◆ **CONSIGNE**
D'après l'article sur France compétences, de combien l'exécutif veut-il réduire les sommes versées aux centres de formation ?

◆ **TEXTE FOURNI**
◇ ◇ ◇ ◇ ◇ ◇ ◇

Le conseil d'administration de France compétences, l'instance de régulation pilotée par l'Etat, se réunit ce jeudi. Soucieux d'enclencher la fin du « quoi qu'il en coûte » pour l'apprentissage, l'exécutif veut une baisse de 10 %, en deux étapes, des sommes versées aux centres de formation.

Des apprentis en usinage de l'école de production de Gorge-de-Loup, à Lyon.
Des apprentis en usinage de l'école de production de Gorge-de-Loup, à Lyon. (Stephane Audras/REA)

Par Alain Ruello

Publié le 29 juin 2022 à 17:52Mis à jour le 29 juin 2022 à 18:44

Centres de formation d'apprentis (CFA), grandes écoles, partenaires sociaux : tous auront les yeux braqués sur France compétences ce jeudi, prêts à dégainer les couteaux. Au terme d'une semaine marquée par de nombreux tiraillements entre Matignon, Bercy et le ministère du Travail, l'instance de régulation de la formation professionnelle née de la réforme de 2018 tient un conseil d'administration qui risque de faire des remous. Et pour cause : il marque le début de la fin du « quoi qu'il en coûte » pour l'apprentissage.

◇ ◇ ◇ ◇ ◇ ◇ ◇

◆ **FICHES RÉPERTORIÉES**

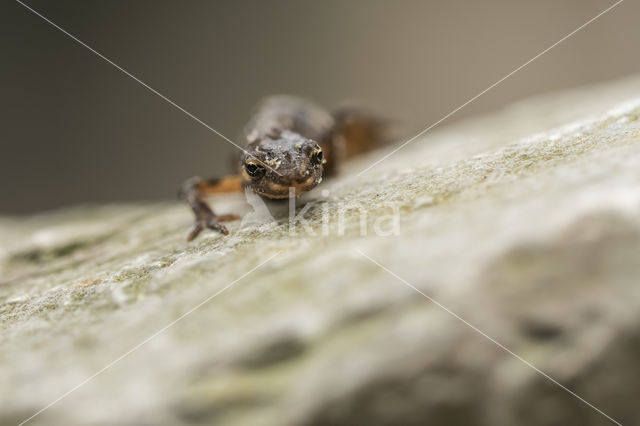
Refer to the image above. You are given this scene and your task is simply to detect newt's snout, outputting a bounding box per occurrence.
[243,131,324,198]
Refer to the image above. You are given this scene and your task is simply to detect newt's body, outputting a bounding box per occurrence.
[179,96,382,240]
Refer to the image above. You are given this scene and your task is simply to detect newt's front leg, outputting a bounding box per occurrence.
[178,176,242,241]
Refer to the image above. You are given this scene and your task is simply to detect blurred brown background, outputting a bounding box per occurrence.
[0,0,640,214]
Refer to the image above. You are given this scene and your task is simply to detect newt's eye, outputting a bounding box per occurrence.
[311,148,324,164]
[244,163,264,178]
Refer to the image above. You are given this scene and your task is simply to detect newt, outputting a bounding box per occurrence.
[178,95,385,241]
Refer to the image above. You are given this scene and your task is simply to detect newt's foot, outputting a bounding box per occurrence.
[187,212,240,241]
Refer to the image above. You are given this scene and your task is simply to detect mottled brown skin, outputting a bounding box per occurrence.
[179,96,383,241]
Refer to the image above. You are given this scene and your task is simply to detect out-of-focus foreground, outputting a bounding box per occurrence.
[0,78,640,425]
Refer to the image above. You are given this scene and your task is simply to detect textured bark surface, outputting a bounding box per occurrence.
[0,78,640,425]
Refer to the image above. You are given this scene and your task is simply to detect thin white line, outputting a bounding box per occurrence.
[18,252,281,426]
[11,0,281,176]
[358,0,624,176]
[358,250,622,426]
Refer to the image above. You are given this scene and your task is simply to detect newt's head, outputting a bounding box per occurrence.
[241,130,325,198]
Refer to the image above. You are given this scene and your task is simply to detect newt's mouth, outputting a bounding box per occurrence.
[253,176,322,199]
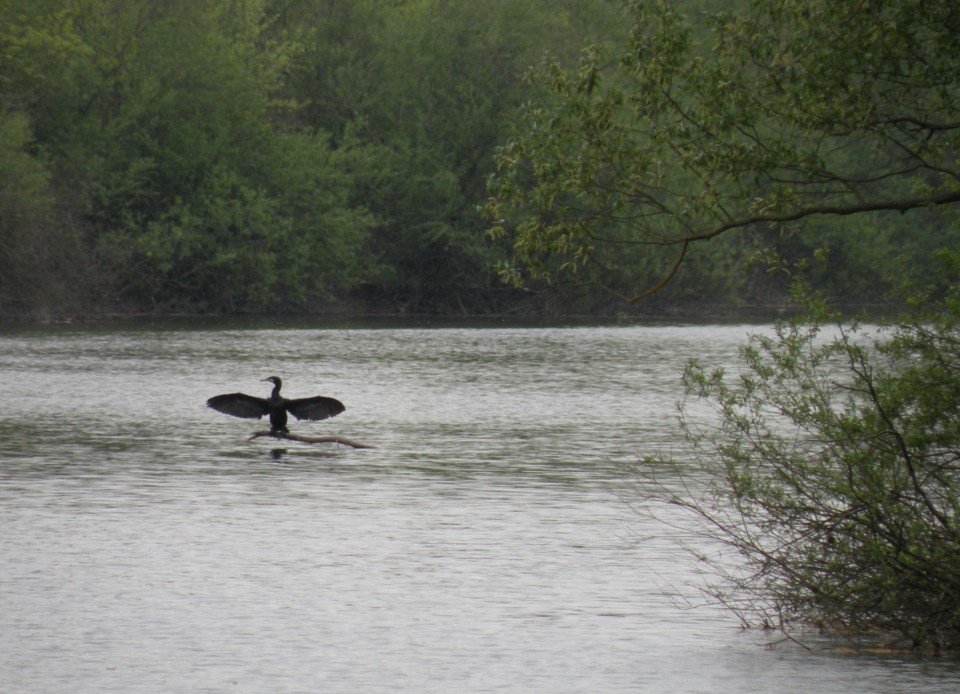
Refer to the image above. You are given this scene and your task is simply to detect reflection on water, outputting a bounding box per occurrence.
[0,326,960,692]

◇ ◇ ◇ ◇ ◇ ◇ ◇

◆ **CORRIGÉ**
De 10 %, en deux étapes.